Give the number of lines in the listing that contain the word "performer", and nothing besides.
+---+
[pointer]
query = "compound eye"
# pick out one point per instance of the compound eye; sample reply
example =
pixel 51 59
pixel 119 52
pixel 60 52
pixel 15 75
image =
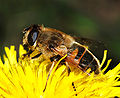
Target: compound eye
pixel 32 38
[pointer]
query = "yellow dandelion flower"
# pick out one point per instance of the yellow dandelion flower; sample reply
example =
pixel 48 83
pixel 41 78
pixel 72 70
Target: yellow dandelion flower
pixel 27 79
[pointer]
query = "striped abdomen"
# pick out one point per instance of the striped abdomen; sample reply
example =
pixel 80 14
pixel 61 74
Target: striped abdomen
pixel 81 57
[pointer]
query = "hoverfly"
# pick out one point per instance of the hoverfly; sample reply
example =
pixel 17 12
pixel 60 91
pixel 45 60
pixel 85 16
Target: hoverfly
pixel 54 44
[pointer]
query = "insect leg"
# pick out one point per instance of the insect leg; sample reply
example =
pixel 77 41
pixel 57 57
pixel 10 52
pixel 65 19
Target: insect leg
pixel 51 68
pixel 73 84
pixel 68 68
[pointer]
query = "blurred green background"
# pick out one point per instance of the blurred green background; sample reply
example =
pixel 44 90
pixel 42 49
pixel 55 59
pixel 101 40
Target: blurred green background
pixel 94 19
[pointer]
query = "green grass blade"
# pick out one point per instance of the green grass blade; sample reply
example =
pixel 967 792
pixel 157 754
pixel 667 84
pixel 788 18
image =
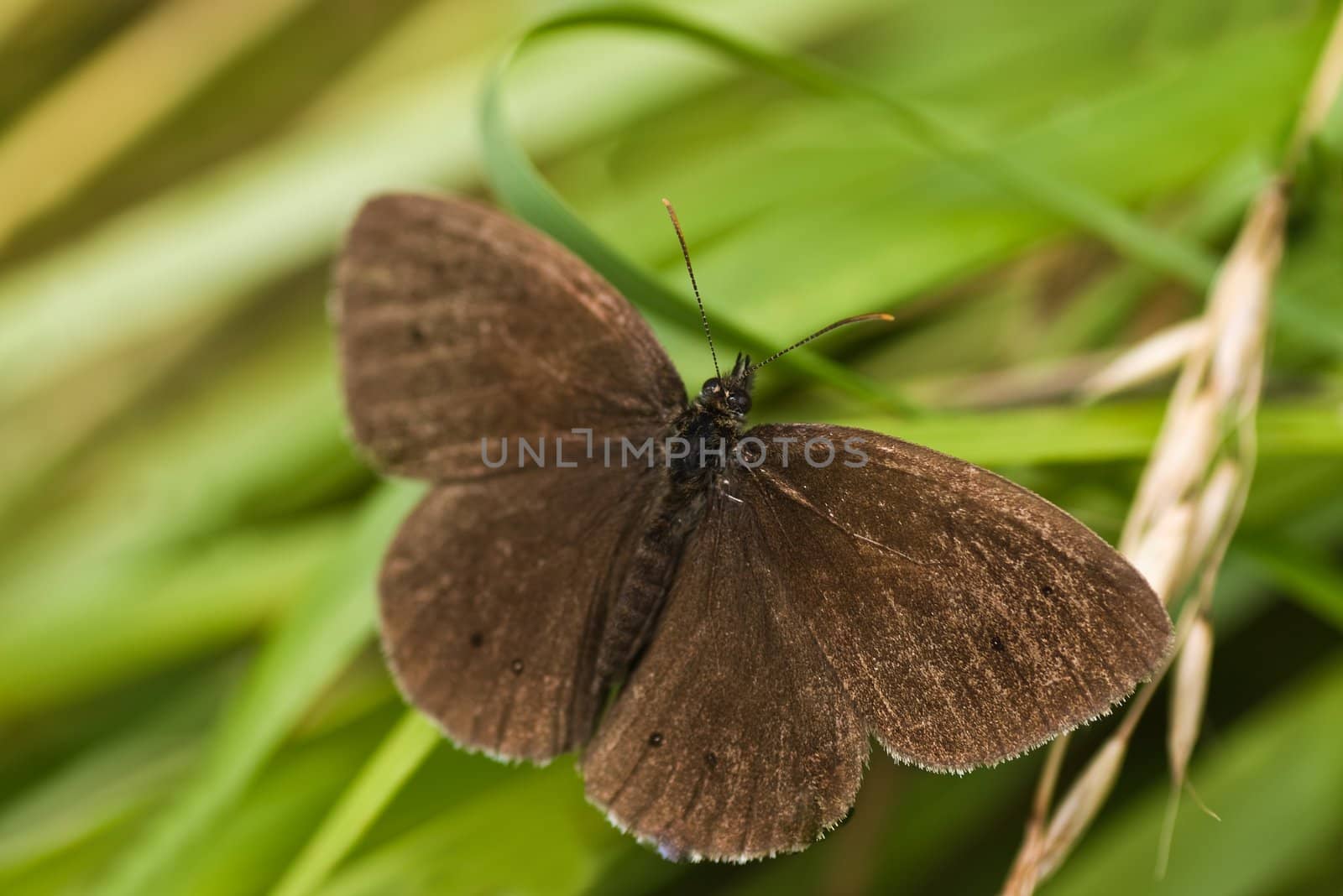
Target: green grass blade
pixel 1276 782
pixel 306 652
pixel 400 755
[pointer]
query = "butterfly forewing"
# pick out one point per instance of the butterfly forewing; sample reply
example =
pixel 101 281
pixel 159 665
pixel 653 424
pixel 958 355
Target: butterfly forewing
pixel 967 617
pixel 460 325
pixel 958 617
pixel 457 324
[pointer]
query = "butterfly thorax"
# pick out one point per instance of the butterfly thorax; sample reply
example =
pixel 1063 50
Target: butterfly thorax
pixel 707 432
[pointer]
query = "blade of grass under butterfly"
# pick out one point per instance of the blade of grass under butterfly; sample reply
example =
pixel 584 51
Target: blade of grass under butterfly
pixel 319 638
pixel 535 835
pixel 400 755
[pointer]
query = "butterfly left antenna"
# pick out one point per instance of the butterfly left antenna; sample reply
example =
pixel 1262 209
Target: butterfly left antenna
pixel 860 318
pixel 685 253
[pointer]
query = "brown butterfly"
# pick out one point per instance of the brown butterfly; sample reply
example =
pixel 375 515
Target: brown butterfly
pixel 718 633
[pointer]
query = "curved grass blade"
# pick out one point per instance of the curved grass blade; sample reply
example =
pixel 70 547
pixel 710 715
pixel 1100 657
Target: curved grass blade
pixel 520 184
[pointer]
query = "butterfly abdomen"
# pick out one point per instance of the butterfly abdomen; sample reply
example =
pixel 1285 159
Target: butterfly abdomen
pixel 700 441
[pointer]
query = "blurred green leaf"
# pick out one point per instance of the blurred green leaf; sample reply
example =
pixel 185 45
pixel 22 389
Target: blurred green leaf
pixel 306 654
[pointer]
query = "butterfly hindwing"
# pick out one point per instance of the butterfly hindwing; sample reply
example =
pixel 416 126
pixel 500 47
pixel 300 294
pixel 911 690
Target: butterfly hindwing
pixel 969 618
pixel 732 738
pixel 492 600
pixel 955 616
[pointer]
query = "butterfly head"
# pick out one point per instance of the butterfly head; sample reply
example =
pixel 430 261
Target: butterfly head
pixel 729 394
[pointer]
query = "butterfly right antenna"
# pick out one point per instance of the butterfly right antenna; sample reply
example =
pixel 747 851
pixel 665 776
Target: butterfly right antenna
pixel 704 318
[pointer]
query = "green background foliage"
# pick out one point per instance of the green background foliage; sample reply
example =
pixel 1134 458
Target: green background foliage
pixel 191 701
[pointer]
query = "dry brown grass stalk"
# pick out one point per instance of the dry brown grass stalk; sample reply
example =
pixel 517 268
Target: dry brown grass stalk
pixel 1193 490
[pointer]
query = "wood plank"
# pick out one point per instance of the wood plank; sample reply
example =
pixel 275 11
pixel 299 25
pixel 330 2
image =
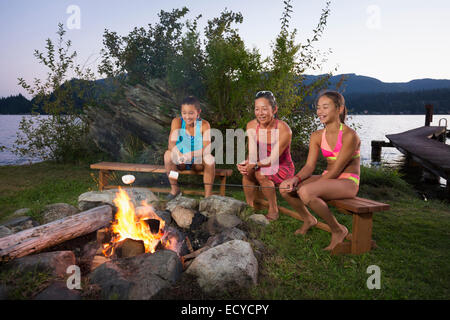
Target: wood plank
pixel 295 215
pixel 35 239
pixel 359 205
pixel 361 233
pixel 150 168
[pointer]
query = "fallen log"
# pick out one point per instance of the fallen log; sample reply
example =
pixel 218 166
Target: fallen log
pixel 35 239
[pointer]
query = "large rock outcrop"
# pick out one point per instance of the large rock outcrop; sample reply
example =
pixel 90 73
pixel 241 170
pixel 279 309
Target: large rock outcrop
pixel 142 112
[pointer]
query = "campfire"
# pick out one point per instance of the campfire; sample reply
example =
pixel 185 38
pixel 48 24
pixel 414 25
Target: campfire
pixel 137 230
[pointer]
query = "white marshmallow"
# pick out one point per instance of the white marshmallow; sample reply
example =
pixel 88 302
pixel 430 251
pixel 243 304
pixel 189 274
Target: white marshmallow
pixel 173 175
pixel 128 179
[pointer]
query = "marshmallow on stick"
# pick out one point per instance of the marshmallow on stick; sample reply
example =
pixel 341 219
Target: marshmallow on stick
pixel 128 179
pixel 173 175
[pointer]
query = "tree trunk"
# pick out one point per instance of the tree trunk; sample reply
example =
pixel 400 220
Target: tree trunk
pixel 31 240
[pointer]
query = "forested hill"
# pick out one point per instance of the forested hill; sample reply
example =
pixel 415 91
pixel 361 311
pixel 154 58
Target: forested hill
pixel 15 105
pixel 364 95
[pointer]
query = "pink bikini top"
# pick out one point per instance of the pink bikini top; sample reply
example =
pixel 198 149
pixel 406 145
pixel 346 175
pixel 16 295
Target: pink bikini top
pixel 332 154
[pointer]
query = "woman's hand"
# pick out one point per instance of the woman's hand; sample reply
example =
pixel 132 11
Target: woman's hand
pixel 290 184
pixel 242 167
pixel 245 167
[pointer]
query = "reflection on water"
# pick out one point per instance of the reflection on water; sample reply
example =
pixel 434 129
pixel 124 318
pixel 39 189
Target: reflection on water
pixel 369 127
pixel 376 127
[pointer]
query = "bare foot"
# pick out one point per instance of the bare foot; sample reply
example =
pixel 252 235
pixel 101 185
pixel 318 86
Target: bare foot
pixel 272 216
pixel 337 238
pixel 306 226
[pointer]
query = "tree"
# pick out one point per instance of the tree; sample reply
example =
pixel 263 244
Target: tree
pixel 62 135
pixel 286 76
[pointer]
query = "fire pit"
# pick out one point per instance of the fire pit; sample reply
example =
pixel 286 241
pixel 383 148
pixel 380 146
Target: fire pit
pixel 138 230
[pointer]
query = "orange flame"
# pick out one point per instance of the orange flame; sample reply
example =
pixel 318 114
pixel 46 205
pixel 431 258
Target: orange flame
pixel 130 225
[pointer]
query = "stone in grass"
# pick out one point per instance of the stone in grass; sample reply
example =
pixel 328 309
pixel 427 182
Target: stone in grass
pixel 259 219
pixel 217 224
pixel 56 263
pixel 181 201
pixel 58 291
pixel 226 266
pixel 216 205
pixel 4 231
pixel 137 278
pixel 57 211
pixel 18 224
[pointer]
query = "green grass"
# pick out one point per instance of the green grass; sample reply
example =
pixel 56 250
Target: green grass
pixel 35 186
pixel 413 238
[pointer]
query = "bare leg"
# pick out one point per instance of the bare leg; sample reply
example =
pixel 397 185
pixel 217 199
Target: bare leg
pixel 209 172
pixel 315 193
pixel 170 166
pixel 293 199
pixel 269 192
pixel 250 191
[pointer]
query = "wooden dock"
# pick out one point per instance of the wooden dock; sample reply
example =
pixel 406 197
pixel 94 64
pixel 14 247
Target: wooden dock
pixel 423 146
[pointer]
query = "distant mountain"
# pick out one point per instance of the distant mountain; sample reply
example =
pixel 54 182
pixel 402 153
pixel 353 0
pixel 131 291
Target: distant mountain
pixel 361 84
pixel 364 95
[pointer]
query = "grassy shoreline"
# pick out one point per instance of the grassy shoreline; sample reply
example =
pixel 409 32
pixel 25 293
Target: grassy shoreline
pixel 413 238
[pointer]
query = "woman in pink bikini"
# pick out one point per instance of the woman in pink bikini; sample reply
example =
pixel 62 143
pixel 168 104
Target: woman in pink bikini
pixel 269 161
pixel 340 146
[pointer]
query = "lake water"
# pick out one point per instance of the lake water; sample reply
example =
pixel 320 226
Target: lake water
pixel 371 127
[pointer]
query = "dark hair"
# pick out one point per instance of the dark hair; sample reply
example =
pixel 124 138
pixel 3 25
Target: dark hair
pixel 269 96
pixel 192 101
pixel 338 100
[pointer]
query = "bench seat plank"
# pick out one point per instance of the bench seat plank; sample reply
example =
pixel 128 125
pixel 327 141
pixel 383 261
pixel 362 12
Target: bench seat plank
pixel 359 205
pixel 118 166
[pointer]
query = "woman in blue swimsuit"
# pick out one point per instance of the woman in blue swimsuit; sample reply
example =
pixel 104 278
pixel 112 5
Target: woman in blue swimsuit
pixel 190 146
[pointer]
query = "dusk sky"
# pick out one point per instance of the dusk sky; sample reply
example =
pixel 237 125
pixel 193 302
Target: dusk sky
pixel 394 41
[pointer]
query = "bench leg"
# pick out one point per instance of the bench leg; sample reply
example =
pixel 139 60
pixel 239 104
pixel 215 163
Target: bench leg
pixel 223 181
pixel 361 233
pixel 103 179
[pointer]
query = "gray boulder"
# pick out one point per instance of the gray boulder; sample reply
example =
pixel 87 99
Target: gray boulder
pixel 183 217
pixel 144 112
pixel 216 205
pixel 92 199
pixel 58 211
pixel 139 277
pixel 56 263
pixel 58 291
pixel 226 235
pixel 226 266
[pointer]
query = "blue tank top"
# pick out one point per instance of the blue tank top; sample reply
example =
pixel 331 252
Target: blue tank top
pixel 187 143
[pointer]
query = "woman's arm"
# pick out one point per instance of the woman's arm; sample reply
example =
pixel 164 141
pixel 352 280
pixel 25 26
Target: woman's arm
pixel 349 145
pixel 281 143
pixel 206 136
pixel 307 170
pixel 313 154
pixel 173 136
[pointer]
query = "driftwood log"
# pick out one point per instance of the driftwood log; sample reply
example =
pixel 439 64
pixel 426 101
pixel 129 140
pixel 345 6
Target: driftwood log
pixel 31 240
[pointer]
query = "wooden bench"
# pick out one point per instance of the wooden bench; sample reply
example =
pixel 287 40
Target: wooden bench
pixel 360 238
pixel 106 168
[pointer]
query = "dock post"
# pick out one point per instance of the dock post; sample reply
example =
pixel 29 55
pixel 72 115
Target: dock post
pixel 376 151
pixel 428 115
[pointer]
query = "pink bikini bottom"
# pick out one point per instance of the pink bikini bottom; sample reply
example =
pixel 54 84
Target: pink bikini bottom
pixel 346 175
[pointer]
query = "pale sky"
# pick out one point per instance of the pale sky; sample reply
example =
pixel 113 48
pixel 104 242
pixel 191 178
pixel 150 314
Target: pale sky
pixel 393 41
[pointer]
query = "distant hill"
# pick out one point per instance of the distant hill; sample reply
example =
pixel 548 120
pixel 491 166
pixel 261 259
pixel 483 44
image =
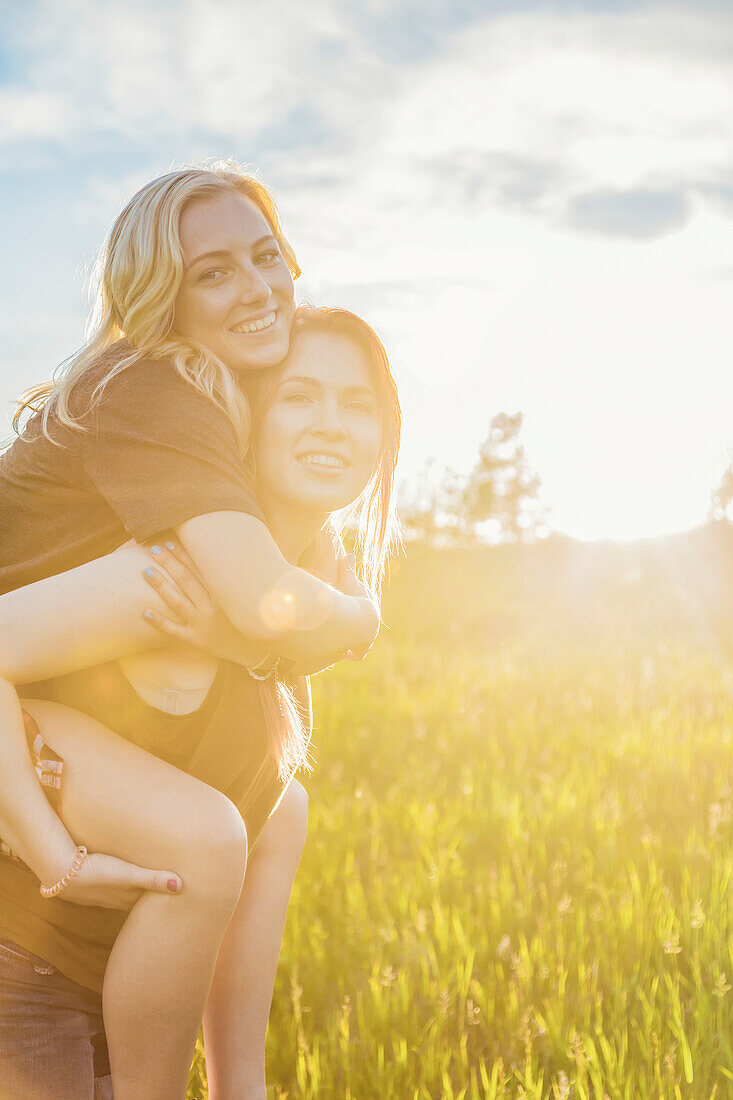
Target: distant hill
pixel 680 584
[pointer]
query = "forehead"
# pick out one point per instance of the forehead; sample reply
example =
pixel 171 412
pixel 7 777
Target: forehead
pixel 329 359
pixel 225 222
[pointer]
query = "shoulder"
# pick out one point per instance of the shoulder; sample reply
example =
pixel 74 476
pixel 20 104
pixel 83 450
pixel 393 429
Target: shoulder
pixel 122 380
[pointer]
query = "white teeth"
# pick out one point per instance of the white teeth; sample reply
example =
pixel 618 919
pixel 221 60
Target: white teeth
pixel 324 460
pixel 264 322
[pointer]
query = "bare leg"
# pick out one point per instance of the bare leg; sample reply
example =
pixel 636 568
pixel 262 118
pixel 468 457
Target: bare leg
pixel 236 1018
pixel 128 803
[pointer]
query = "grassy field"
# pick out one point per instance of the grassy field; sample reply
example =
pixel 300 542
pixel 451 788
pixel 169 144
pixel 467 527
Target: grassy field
pixel 518 872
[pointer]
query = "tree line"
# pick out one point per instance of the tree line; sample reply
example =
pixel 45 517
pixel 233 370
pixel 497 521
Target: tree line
pixel 499 499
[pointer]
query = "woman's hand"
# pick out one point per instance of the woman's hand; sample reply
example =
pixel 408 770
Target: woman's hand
pixel 351 585
pixel 197 619
pixel 113 883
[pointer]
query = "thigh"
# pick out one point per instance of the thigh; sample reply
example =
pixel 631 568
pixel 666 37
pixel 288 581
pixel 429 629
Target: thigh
pixel 121 800
pixel 51 1031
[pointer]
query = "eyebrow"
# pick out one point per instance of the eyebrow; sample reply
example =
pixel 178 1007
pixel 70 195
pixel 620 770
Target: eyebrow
pixel 304 380
pixel 219 253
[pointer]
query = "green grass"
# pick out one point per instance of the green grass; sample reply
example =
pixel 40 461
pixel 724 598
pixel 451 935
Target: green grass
pixel 517 877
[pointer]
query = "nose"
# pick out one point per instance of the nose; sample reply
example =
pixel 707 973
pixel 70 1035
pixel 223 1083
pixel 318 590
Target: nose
pixel 328 421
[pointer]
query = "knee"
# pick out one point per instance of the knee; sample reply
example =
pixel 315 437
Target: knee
pixel 218 850
pixel 284 835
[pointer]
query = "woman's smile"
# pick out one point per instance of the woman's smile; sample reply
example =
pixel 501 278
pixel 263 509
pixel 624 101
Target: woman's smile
pixel 319 439
pixel 237 295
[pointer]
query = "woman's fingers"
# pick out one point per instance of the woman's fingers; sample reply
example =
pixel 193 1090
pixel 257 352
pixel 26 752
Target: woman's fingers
pixel 178 630
pixel 172 595
pixel 183 574
pixel 142 878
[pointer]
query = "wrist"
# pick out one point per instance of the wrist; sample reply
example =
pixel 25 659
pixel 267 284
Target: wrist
pixel 51 859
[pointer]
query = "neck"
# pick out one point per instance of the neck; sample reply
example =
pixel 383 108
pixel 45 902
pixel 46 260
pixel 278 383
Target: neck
pixel 292 528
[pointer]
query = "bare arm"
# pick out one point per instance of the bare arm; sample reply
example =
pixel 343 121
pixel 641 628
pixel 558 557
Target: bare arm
pixel 76 619
pixel 264 596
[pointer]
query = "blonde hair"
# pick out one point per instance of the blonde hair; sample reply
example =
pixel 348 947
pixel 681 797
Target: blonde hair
pixel 372 514
pixel 138 275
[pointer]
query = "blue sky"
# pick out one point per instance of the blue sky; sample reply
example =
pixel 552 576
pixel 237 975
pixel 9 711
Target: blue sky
pixel 532 202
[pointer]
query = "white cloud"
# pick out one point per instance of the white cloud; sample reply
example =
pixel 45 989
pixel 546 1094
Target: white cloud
pixel 434 196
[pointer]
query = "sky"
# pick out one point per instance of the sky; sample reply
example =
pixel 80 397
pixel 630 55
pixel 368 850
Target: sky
pixel 532 202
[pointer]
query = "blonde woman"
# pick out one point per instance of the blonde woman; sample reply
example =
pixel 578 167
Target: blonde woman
pixel 152 428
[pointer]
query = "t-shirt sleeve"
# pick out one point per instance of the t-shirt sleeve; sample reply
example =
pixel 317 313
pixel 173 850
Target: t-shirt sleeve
pixel 161 452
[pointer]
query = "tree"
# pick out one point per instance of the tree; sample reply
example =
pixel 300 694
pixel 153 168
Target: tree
pixel 502 491
pixel 721 498
pixel 498 499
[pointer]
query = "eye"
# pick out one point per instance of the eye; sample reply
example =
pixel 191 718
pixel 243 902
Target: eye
pixel 211 275
pixel 269 256
pixel 360 405
pixel 297 397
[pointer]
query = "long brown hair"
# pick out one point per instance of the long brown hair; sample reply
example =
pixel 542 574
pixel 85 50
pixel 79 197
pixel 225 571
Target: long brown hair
pixel 372 514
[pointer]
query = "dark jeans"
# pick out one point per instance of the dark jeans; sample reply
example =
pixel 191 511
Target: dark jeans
pixel 52 1036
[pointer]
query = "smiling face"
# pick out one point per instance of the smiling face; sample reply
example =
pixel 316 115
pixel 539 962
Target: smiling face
pixel 236 297
pixel 319 439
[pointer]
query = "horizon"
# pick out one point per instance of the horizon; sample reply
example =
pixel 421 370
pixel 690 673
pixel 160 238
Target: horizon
pixel 532 206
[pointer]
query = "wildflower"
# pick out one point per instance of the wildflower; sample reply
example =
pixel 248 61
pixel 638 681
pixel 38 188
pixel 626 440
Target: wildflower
pixel 671 944
pixel 698 917
pixel 504 948
pixel 721 987
pixel 565 905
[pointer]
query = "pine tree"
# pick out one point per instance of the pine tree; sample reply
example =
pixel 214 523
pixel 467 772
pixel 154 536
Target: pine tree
pixel 501 490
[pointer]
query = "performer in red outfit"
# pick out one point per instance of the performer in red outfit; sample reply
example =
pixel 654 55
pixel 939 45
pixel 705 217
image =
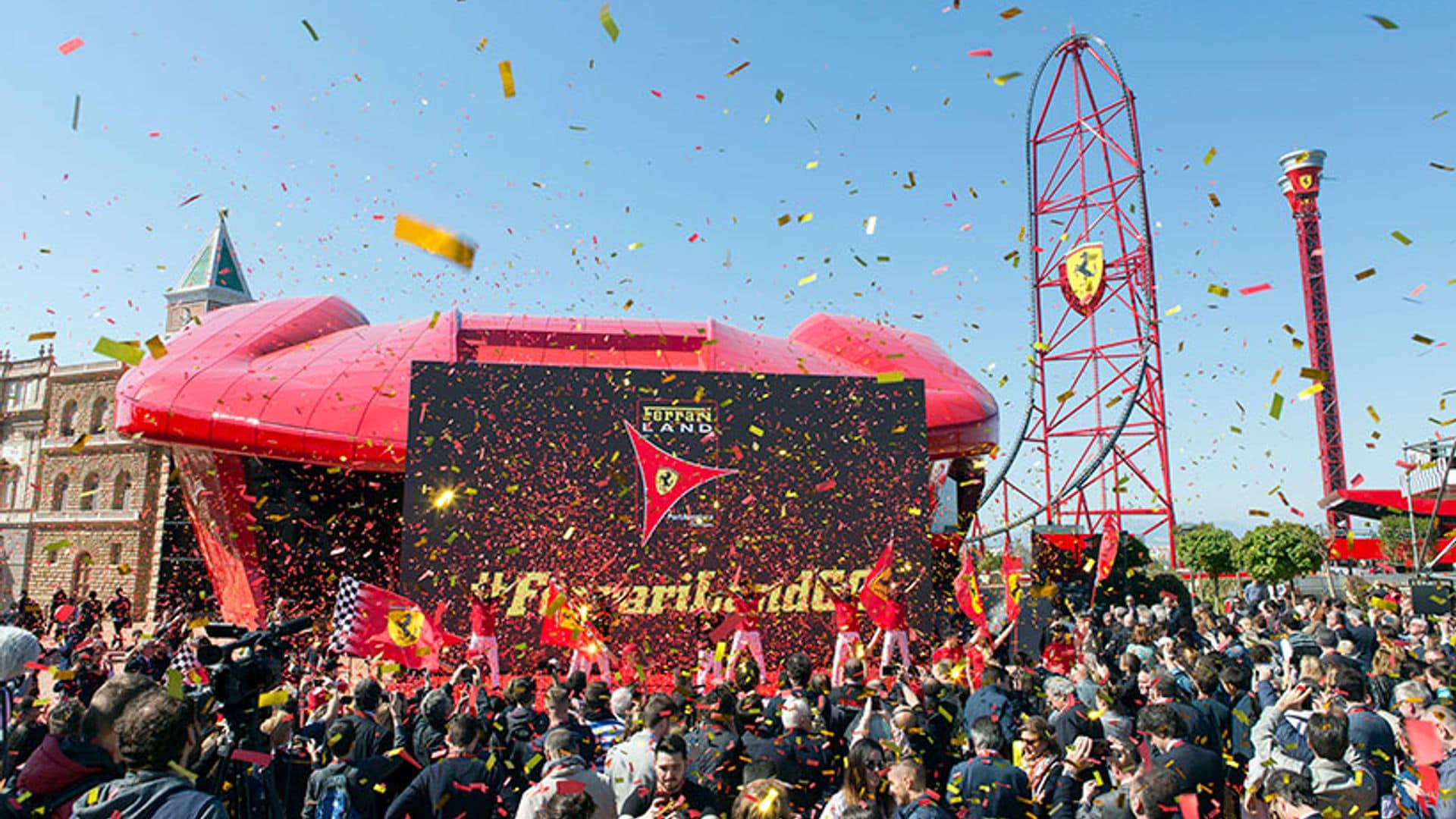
+---+
* Task answer *
2